:: Supplied data

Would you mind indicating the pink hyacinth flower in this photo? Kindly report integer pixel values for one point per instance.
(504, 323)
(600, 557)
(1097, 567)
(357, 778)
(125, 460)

::::
:: Supplied data

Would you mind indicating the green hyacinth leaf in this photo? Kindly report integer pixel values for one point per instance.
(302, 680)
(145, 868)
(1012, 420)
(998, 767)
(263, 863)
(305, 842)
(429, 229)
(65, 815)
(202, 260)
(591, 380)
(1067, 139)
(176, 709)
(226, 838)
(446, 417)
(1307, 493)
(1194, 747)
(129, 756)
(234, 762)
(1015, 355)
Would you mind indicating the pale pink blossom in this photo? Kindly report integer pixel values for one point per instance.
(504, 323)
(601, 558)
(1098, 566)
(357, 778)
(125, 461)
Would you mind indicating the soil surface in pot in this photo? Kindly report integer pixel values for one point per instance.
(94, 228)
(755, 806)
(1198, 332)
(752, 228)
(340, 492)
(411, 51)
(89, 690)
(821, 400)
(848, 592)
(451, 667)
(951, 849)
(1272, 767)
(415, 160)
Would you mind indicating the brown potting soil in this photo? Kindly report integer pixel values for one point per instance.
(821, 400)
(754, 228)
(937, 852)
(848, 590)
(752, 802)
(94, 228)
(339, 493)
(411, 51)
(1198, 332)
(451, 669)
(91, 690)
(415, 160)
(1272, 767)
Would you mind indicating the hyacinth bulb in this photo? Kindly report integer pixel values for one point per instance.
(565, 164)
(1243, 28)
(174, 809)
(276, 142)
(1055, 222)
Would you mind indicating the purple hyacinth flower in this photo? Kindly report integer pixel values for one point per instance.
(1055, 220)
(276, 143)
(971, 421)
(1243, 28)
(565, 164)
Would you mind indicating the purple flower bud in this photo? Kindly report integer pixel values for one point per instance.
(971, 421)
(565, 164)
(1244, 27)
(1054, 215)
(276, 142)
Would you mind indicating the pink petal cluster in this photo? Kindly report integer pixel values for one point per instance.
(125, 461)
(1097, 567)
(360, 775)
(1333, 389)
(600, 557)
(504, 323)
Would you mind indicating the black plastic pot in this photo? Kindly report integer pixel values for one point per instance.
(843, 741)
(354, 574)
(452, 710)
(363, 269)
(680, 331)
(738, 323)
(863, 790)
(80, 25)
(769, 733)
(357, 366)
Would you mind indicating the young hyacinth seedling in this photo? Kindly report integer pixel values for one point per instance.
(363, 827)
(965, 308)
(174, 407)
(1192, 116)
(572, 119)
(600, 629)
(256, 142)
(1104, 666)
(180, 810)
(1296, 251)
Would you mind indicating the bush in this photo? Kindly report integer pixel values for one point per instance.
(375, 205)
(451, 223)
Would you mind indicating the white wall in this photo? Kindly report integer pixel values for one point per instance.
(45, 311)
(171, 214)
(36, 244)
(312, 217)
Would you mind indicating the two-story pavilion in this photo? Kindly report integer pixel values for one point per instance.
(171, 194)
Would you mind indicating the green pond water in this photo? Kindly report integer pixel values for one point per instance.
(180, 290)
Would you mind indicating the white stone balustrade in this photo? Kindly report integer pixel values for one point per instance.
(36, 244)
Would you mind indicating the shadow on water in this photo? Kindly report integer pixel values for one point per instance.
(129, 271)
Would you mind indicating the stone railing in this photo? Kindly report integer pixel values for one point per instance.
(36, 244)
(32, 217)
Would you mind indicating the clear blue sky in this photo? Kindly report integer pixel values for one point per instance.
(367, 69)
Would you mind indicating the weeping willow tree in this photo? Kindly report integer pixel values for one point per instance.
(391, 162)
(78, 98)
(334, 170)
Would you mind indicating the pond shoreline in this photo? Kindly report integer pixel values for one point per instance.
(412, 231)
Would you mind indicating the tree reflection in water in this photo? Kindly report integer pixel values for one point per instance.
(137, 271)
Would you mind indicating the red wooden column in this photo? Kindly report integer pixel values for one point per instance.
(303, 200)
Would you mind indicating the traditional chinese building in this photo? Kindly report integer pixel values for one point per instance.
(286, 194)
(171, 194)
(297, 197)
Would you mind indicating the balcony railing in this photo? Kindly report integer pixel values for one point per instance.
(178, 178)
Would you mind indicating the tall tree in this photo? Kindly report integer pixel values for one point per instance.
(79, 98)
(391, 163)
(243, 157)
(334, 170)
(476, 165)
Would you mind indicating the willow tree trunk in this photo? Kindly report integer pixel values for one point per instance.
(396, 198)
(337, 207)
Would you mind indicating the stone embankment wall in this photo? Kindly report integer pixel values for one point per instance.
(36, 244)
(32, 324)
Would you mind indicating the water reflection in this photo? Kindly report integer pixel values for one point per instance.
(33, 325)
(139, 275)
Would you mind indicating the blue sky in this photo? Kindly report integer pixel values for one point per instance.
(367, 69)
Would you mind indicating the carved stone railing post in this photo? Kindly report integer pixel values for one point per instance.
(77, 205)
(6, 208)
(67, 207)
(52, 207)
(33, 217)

::::

> _Objective_
Copy the lines above word for word, starting at the line that contains "Would you mind indicating the young" and stopping after the line that contains "(1296, 251)".

> _Problem solution_
Would you mind indicating the young hyacinth seedling in this photo? Kindly report integer pixel values for one point per instance.
(363, 827)
(965, 308)
(174, 407)
(1192, 116)
(572, 119)
(600, 629)
(256, 142)
(1104, 666)
(180, 810)
(1296, 251)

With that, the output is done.